§ **Assignment**: The lines to reproduce from the material below are those from the one containing "pixel 225 31" through the one containing "Target: distant building", both included; write them out exactly and add nothing.

○ ○ ○ ○ ○ ○ ○

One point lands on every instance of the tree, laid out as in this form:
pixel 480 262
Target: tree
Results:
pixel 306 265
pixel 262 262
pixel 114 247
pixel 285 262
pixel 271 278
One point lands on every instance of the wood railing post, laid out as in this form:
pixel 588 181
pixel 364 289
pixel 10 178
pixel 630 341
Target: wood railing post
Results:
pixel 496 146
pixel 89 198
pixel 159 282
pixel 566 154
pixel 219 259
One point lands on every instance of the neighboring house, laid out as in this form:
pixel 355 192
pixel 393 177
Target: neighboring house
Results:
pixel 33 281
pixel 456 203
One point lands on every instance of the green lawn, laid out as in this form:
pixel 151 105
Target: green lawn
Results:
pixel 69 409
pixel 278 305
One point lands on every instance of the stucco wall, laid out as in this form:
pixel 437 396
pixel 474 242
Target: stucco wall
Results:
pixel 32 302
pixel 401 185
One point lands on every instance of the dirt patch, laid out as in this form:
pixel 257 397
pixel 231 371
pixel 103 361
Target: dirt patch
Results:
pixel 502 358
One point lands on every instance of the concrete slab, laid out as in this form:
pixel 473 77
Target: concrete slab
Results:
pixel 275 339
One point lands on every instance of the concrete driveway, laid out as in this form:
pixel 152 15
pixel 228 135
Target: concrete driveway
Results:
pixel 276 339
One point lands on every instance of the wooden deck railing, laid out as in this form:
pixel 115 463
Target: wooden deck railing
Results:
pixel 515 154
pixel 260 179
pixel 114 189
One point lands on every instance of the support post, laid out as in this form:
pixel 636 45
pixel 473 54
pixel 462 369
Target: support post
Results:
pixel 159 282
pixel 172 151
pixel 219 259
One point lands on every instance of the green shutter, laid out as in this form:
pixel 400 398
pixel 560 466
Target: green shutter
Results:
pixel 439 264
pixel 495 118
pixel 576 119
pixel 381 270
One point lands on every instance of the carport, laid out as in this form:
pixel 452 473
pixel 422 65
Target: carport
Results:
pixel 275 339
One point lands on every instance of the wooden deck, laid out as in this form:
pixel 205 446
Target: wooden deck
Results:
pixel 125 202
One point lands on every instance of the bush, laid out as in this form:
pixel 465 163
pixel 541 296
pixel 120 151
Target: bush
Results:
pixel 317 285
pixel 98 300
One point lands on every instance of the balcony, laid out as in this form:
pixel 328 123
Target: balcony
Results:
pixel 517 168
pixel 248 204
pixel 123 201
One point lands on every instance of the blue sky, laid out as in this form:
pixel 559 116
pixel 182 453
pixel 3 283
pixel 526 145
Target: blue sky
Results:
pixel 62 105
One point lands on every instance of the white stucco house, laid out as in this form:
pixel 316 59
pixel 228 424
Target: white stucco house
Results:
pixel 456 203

○ ○ ○ ○ ○ ○ ○

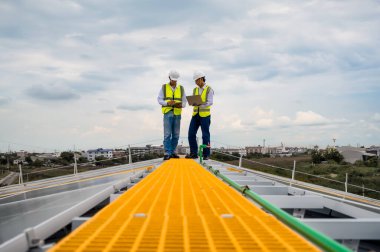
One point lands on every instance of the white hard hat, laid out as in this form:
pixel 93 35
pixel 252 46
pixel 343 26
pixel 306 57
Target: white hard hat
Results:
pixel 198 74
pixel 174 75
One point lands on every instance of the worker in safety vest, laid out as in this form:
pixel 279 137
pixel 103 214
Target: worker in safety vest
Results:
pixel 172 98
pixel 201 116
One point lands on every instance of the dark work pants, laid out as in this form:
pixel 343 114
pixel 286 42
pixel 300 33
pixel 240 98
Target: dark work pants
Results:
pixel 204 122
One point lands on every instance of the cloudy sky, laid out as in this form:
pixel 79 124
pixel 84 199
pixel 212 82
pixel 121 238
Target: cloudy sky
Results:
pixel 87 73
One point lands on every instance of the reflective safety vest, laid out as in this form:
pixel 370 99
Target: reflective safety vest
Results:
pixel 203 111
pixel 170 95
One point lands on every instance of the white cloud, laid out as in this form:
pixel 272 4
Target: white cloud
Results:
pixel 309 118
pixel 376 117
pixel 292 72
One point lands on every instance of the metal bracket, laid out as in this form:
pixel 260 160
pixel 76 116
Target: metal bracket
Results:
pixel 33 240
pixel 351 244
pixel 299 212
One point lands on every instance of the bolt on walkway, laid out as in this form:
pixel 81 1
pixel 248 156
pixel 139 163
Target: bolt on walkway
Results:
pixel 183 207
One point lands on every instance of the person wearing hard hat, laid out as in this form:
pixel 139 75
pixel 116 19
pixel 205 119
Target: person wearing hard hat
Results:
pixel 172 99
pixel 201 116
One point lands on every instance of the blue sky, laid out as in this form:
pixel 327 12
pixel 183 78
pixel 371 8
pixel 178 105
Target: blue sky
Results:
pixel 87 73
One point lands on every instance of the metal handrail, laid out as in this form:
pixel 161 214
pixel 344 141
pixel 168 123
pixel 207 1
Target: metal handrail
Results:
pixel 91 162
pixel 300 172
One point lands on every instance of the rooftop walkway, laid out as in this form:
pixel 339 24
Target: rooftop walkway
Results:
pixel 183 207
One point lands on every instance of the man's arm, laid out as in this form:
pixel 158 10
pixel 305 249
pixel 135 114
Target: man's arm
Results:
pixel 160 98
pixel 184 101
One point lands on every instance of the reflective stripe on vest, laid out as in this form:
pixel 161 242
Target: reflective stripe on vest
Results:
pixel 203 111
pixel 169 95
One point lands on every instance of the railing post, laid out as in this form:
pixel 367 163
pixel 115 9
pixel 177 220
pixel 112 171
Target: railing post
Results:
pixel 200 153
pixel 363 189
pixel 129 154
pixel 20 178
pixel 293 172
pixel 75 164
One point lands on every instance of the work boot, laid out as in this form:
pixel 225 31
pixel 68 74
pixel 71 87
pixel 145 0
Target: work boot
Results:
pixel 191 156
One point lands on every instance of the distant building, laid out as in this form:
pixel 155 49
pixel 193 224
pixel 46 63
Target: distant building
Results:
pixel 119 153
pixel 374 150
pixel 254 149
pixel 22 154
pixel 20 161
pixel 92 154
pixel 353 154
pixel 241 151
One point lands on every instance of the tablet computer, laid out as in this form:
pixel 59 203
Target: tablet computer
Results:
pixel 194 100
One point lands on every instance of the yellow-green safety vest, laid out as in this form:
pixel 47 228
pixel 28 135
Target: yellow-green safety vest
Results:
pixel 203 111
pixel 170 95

○ ○ ○ ○ ○ ○ ○

§ **Response below**:
pixel 225 31
pixel 68 74
pixel 71 87
pixel 145 0
Target: work boot
Results:
pixel 191 156
One point lands on every instance of the distant building, laid out as in this form:
pixel 155 49
pixel 193 224
pixel 46 63
Target: distant building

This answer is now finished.